** Data entries **
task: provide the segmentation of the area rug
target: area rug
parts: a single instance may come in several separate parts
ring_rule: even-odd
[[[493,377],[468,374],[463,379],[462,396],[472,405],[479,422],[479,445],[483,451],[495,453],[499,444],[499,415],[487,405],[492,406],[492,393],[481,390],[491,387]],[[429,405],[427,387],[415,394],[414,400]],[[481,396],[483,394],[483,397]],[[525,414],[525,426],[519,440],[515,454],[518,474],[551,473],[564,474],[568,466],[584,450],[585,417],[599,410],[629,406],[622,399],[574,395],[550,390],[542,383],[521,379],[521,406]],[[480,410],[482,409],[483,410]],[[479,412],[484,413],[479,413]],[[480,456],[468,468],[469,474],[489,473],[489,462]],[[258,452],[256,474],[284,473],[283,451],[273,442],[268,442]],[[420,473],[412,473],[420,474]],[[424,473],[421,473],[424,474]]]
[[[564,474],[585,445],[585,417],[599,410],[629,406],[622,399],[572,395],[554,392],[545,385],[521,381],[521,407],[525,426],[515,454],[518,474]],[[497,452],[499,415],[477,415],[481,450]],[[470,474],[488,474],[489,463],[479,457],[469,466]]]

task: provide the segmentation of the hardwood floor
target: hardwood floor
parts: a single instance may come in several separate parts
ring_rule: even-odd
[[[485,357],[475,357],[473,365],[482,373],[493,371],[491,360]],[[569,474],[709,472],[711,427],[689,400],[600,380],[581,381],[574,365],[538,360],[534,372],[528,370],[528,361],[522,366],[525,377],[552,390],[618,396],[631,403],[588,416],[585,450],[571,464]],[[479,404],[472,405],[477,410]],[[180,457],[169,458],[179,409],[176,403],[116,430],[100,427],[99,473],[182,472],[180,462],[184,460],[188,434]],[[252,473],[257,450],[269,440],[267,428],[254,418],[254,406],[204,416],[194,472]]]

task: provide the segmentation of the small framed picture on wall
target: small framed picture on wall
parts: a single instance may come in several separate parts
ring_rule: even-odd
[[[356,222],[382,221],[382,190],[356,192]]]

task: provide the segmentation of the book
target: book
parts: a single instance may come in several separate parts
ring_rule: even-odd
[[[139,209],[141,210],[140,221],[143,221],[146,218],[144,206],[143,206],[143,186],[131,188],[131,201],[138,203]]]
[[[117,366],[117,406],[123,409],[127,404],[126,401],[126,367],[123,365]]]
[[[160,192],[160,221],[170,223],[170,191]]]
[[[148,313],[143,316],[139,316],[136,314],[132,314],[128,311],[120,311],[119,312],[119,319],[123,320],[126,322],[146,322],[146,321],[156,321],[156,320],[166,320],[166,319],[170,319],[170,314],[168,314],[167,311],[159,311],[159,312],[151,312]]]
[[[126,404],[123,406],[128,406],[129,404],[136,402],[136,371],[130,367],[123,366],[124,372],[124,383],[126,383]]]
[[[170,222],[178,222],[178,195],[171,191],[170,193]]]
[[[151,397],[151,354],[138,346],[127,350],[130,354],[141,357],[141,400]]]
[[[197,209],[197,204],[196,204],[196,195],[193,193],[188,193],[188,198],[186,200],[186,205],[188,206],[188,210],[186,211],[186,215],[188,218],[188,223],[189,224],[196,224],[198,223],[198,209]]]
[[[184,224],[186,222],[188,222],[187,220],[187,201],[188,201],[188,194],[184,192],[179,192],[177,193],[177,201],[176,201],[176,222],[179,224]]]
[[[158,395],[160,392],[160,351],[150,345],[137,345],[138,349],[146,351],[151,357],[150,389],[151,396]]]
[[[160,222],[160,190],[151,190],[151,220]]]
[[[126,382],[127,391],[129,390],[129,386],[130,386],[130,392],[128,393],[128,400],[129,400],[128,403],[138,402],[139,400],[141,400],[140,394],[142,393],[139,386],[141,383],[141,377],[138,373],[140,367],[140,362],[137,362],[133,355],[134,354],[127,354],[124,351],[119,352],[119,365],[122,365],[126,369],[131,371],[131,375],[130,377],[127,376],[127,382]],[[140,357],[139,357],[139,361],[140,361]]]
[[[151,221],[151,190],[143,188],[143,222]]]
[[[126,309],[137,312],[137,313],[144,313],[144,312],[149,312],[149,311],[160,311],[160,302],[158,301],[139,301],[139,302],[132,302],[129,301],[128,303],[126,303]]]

** Do this **
Rewrite the items from the line containing "task: provide the segmentation of the hardwood" up to and including the line containing "[[[356,222],[382,221],[382,190],[356,192]]]", requests included. Scale every polygon vertex coordinate in the answers by 0.95 and round each result to a whole number, with halves rounded up.

** Expected answer **
task: provide the segmentation of the hardwood floor
target: hardwood floor
parts: a single instance may come in several separate parts
ring_rule: even-odd
[[[461,339],[451,339],[449,347],[458,354],[468,352],[466,342]],[[541,450],[674,448],[675,406],[655,380],[570,361],[552,362],[545,347],[511,342],[507,353],[502,352],[502,343],[496,348],[499,358],[524,371],[587,376],[599,383],[559,395],[556,428],[542,441]],[[455,384],[448,385],[453,390]],[[171,434],[161,435],[170,389],[167,383],[110,409],[95,406],[94,449],[173,448],[171,439],[175,437],[179,412]],[[239,449],[244,428],[256,418],[254,407],[241,397],[241,386],[194,395],[184,448]]]

task: provide the segmentation of the small framed picture on wall
target: small framed picture on wall
parts: a single instance may come in several separate parts
ring_rule: even-odd
[[[338,211],[363,210],[363,181],[338,182]]]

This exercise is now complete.